[QUOTED TEXT start]
Mark Ashton, the Ipswich Town chairman and chief executive, once described running the club as trying to build an aircraft while flying it.
It was summer 2022 and the Tractor Boys were getting ready for a fourth successive season in League One. New boss Kieran McKenna was still finding his feet but the club had far grander ambitions than languishing in the third tier.
But even they could not have imagined how far and fast the early tweaks to the machinery would see them fly. Two years later, they were in the Premier League.
The problem was, the plane was clearly still unfinished. McKenna often talked about how teams like Brentford and Brighton developed over several seasons, buying, selling, building – whereas Ipswich thrust themselves into the big time before they had taken stock of what was on board.
Immediate relegation followed but here they are again with promotion in touching distance, second in the table with a month to go but, perhaps, the engine still coughing out a few clouds of smoke. Victory over rivals Norwich was followed by shock defeat at relegation-threatened Portsmouth to pile huge pressure on this weekend’s clash with fifth-placed Middlesbrough.
And it comes amid a familiar backdrop of whether it will be McKenna still steering the craft if they make it back again.
Kieran McKenna’s future will have a huge bearing on whether Ipswich can make it stick if they go up again this season

The run-in has not been smooth, with victory at rivals Norwich followed by a shock defeat away to relegation-threatened Portsmouth this week
When Daily Mail Sport spoke to Ipswich insiders about whether he the head coach will still be here next season, one source mentioned they thought he would likely ‘wait for something like a Bournemouth’ to come calling.
[QUOTED TEXT end]
[INFORMATION SUPPLIED start]
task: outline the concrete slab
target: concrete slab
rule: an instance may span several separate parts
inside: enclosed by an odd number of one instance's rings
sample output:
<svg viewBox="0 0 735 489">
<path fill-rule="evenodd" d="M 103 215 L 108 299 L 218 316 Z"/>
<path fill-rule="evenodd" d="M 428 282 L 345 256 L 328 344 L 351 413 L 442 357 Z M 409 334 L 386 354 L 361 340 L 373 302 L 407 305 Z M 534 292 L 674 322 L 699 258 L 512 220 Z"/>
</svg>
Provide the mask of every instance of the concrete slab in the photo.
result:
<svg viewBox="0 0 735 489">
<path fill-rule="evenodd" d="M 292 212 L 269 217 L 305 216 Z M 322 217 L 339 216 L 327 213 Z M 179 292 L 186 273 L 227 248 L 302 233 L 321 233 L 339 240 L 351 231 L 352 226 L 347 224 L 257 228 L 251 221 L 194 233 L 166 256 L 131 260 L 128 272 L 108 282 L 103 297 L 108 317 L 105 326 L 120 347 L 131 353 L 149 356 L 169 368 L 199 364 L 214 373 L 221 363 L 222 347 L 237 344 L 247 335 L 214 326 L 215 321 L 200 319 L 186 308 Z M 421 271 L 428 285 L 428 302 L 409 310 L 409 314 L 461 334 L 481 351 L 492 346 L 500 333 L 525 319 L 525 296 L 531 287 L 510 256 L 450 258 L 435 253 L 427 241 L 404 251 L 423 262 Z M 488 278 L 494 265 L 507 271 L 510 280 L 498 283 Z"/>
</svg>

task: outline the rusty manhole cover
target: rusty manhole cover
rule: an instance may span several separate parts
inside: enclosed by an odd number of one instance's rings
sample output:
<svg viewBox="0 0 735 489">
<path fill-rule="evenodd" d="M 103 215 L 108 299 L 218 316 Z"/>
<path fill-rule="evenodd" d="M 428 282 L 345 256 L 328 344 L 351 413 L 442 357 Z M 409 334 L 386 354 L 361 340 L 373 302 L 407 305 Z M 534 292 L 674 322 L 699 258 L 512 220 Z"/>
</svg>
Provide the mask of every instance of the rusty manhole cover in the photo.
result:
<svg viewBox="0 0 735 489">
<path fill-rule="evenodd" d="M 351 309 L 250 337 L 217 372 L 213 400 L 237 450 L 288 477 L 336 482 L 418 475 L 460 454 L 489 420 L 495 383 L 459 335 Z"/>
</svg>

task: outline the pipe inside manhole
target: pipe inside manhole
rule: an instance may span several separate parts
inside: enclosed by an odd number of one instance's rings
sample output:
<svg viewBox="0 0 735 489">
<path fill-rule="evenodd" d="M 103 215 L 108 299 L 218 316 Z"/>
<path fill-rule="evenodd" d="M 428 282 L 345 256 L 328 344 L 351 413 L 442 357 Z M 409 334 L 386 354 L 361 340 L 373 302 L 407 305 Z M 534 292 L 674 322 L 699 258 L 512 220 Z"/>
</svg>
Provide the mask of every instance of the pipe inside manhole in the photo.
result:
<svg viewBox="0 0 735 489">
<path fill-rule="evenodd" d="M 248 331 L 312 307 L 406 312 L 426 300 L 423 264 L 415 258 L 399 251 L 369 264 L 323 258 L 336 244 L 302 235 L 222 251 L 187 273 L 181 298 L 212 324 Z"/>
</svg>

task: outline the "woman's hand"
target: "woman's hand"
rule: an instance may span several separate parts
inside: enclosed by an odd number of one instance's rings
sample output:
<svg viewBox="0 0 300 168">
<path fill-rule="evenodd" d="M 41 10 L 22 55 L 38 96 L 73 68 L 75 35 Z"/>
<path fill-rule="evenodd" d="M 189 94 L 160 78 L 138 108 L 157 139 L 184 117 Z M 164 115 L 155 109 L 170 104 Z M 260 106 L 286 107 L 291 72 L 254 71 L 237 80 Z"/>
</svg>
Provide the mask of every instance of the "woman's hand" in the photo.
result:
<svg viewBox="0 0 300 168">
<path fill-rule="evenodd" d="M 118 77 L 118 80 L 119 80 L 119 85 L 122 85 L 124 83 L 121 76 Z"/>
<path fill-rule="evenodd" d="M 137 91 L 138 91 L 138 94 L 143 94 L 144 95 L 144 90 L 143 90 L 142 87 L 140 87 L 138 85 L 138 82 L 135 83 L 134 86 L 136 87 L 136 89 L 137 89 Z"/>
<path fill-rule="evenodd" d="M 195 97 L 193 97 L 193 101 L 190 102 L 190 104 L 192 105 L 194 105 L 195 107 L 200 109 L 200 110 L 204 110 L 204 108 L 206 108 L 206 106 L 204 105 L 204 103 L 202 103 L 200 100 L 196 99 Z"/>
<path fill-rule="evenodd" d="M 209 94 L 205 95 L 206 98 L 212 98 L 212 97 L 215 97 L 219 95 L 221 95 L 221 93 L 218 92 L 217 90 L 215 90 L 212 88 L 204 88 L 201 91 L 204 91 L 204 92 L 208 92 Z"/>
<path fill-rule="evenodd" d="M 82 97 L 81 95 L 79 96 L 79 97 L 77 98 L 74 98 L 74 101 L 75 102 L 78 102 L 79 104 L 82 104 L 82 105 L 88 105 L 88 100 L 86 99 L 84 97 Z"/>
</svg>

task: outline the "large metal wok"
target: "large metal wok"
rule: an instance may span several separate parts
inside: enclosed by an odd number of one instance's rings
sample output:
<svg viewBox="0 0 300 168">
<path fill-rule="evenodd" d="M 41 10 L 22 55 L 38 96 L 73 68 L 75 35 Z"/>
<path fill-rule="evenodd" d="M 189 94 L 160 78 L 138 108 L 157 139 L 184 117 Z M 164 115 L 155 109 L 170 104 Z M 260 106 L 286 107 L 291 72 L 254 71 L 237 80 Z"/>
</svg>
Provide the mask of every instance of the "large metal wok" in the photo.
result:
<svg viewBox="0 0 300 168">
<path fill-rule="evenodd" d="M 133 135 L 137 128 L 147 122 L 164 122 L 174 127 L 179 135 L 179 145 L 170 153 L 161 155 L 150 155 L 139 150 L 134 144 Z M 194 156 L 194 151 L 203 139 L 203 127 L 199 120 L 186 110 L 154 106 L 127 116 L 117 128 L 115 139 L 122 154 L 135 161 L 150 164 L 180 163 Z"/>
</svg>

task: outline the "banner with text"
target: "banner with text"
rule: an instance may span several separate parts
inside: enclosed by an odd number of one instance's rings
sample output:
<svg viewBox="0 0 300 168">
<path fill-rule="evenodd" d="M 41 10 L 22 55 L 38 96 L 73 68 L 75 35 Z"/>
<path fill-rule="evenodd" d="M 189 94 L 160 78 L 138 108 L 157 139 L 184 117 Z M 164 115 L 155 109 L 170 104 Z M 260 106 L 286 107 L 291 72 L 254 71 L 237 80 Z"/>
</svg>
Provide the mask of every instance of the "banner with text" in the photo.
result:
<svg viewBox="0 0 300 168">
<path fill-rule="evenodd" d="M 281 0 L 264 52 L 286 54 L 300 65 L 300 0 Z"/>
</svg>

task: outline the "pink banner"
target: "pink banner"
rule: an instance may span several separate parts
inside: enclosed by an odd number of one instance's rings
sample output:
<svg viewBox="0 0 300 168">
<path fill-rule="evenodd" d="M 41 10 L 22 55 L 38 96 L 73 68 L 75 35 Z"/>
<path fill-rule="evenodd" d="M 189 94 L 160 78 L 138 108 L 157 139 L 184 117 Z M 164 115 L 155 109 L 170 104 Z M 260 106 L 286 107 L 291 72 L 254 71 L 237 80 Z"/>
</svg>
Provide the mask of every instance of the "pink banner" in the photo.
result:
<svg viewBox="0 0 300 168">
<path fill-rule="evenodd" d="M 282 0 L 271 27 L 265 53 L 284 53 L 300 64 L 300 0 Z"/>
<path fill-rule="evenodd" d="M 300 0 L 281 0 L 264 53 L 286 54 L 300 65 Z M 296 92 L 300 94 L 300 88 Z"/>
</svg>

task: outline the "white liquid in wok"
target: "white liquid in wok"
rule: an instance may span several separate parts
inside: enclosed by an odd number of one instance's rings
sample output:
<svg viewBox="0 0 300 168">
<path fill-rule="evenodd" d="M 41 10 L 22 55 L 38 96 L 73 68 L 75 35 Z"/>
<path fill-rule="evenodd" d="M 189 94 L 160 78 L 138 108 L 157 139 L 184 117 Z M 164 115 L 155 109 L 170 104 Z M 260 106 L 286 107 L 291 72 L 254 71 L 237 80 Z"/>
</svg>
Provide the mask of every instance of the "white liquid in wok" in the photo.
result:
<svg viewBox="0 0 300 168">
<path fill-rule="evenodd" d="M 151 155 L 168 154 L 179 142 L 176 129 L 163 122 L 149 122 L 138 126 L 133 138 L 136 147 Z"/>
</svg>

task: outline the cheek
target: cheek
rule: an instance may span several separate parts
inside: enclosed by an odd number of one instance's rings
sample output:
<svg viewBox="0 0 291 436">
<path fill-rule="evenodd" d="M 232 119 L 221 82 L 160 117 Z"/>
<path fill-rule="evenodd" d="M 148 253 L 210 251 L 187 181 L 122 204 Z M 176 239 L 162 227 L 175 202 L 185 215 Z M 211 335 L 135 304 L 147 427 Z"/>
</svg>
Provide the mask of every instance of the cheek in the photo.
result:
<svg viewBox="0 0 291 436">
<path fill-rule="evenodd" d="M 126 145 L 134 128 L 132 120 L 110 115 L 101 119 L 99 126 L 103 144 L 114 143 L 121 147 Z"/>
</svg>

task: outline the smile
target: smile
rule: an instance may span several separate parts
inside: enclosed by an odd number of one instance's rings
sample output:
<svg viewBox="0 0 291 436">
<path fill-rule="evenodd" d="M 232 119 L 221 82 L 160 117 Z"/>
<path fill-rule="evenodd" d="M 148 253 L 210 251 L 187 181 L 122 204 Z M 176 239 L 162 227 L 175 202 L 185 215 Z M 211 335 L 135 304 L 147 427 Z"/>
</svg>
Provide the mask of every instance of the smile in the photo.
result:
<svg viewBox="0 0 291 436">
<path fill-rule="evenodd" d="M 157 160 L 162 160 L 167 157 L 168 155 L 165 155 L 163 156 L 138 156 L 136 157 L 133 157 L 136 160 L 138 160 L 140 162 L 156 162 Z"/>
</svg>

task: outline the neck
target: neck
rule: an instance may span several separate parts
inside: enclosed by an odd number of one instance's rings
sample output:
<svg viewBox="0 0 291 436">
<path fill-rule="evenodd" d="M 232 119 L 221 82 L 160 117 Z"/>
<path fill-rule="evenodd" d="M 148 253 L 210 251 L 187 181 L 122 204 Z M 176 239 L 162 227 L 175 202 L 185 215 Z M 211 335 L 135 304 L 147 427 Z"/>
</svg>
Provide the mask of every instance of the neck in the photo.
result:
[INFORMATION SUPPLIED end]
Write what comes next in the Ipswich Town article, starting after its final sentence.

EXERCISE RESULT |
Not long after putting the phone down, the news broke that Andoni Iraola would be leaving the Cherries this summer. My phone pinged. ‘What did I just say about Bournemouth…’
McKenna was on their wanted list and was said to be open to the move. But as things stand, the Cherries are in talks to hire former Borussia Dortmund and RB Leipzig head coach Marco Rose, who’s out of work and would be cheaper to appoint than McKenna, whose buyout clause is understood to be around £5million.
Many thought McKenna would leave when he last took Ipswich up too. He has previously turned down Brighton and Crystal Palace, while approaches from Manchester United and Chelsea never quite panned out.
Irrespective of McKenna’s future, the key to Ipswich’s survival would rest on how much they have learned their lessons from the last time. When finishing up his post-mortem from their relegation last summer, Ashton admitted they had signed the wrong type of player as part of a £130m splurge.
‘One of the things we learnt was that gap in the physicality, the physical attributes of players that are required in the Premier League,’ said Ashton. ‘We have to look at recruiting a different type of player, a player with a different set of physical attributes. I think it’s recruitment, recruitment, recruitment.’
And it’s an area in which they struggled. You can’t just splash the cash and hope for the best. When they were in League One and the Championship, they hired Brighton’s Jamestown Analytics recruitment model but had to stop once they became Premier League rivals.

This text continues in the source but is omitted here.